_Aim_: Copy each of the following lines verbatim, keeping every character and the original order.

_Extracted data_:
---
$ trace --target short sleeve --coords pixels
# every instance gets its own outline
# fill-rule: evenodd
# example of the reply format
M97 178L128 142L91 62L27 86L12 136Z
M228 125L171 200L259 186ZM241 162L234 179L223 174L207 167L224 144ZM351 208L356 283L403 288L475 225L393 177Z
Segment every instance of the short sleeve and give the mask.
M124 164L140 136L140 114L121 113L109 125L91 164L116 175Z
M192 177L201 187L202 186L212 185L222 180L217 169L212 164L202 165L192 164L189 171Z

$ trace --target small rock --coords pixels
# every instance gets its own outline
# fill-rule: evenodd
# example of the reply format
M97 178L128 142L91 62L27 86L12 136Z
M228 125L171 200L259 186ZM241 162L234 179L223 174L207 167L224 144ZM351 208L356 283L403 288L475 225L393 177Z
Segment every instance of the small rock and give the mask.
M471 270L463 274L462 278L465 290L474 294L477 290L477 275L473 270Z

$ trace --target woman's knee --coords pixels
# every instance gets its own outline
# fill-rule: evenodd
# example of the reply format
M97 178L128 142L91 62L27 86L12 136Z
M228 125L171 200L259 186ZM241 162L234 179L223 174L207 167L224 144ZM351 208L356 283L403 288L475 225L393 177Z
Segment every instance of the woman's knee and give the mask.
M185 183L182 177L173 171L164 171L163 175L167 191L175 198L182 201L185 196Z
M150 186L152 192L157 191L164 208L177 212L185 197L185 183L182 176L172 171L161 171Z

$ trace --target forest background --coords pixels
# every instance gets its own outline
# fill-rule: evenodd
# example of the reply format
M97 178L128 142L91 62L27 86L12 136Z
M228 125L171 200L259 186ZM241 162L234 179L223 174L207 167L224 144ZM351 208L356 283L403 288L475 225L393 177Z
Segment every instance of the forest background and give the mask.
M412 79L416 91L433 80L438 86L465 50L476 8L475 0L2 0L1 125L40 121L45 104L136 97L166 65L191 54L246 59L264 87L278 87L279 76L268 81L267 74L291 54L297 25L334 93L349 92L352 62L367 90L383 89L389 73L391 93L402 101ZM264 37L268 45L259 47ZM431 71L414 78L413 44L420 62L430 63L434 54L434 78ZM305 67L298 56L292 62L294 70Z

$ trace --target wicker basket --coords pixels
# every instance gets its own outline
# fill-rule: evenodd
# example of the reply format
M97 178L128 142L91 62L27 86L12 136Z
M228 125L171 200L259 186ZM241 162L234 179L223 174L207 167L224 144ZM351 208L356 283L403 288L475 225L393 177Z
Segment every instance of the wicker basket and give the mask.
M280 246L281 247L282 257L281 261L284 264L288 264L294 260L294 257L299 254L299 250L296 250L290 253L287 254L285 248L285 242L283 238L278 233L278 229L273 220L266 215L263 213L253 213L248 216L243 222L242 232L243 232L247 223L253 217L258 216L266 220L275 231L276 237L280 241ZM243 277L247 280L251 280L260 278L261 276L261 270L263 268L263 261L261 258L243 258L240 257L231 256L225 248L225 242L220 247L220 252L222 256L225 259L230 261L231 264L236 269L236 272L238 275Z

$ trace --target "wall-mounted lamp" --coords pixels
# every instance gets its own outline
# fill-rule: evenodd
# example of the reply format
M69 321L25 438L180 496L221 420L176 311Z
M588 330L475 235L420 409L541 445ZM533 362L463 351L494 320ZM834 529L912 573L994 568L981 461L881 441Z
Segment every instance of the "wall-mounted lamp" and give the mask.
---
_Exercise output_:
$ trace --target short sleeve --coords pixels
# every instance gets its own outline
# fill-rule: evenodd
# example of the reply format
M97 178L128 142L91 62L27 86L12 136Z
M228 125L171 200L259 186ZM241 162L234 179L223 174L207 167L224 144ZM351 208L356 283L403 288L475 225L393 177Z
Segment every instance of the short sleeve and give the mask.
M124 164L140 136L140 114L121 113L109 125L91 164L116 175Z
M192 177L201 187L202 186L212 185L222 180L217 169L212 164L202 165L192 164L189 171Z

$ trace --target small rock --coords pixels
# every instance gets its own outline
# fill-rule: evenodd
# example of the reply format
M97 178L128 142L91 62L27 86L12 136Z
M228 125L171 200L259 186ZM241 162L234 179L223 174L207 167L224 144ZM351 208L356 283L403 288L475 225L393 177Z
Segment every instance of the small rock and give the mask.
M471 270L463 274L462 278L465 290L474 294L477 290L477 275L473 270Z

$ trace --target woman's knee --coords pixels
# every instance gets its own outline
# fill-rule: evenodd
# example of the reply format
M97 178L128 142L91 62L27 86L12 136Z
M228 125L171 200L259 186ZM241 162L234 179L223 174L207 167L224 144ZM351 208L356 283L403 288L475 225L393 177Z
Segment every instance of the woman's knee and give the mask.
M185 183L182 177L173 171L164 171L163 175L167 191L175 198L182 201L185 196Z
M150 186L152 192L157 191L164 208L177 212L185 197L185 183L182 176L172 171L161 171Z

$ trace --target forest background --coords pixels
# every instance gets its own outline
# fill-rule: evenodd
# example of the reply format
M97 178L128 142L91 62L27 86L12 136Z
M228 125L171 200L259 186ZM241 162L234 179L223 174L207 167L224 144ZM351 208L356 283L403 288L475 225L393 177Z
Segment every instance of the forest background and give the mask.
M412 79L416 91L433 80L438 86L465 50L476 8L475 0L2 0L1 125L40 121L45 104L136 97L166 65L191 54L246 59L264 87L278 87L279 76L268 81L267 74L291 54L297 25L334 93L349 92L352 62L367 90L383 89L389 73L391 93L402 101ZM264 37L268 45L259 47ZM431 71L414 78L413 44L420 62L430 63L434 54L434 78ZM305 67L298 56L292 62L294 70Z

$ trace --target wicker basket --coords pixels
# every instance gets its own outline
# fill-rule: evenodd
# example of the reply format
M97 178L128 142L91 62L27 86L12 136Z
M228 125L171 200L259 186ZM241 162L234 179L223 174L207 167L224 144ZM351 208L356 283L403 288L475 225L393 177Z
Segment every instance of the wicker basket and give the mask.
M280 246L281 247L282 257L281 261L284 264L288 264L294 260L294 257L299 254L299 250L296 250L290 253L287 254L285 248L285 242L283 238L278 233L278 229L273 220L266 215L263 213L253 213L248 216L243 222L242 232L243 232L247 223L253 217L258 216L266 220L275 231L276 237L280 241ZM243 277L247 280L251 280L260 278L261 276L261 270L263 268L263 261L261 258L243 258L240 257L231 256L225 248L225 242L220 247L220 252L222 256L225 259L230 261L231 264L236 269L236 272L238 275Z

$ trace --target "wall-mounted lamp" --coords pixels
# every instance gets its own outline
# fill-rule: evenodd
# example of the reply format
M69 321L25 438L180 496L221 420L176 311Z
M588 330L475 235L420 409L541 445ZM533 362L463 351L494 320ZM834 529L912 573L994 568L981 461L881 441Z
Segment every instance of the "wall-mounted lamp" and give the mask.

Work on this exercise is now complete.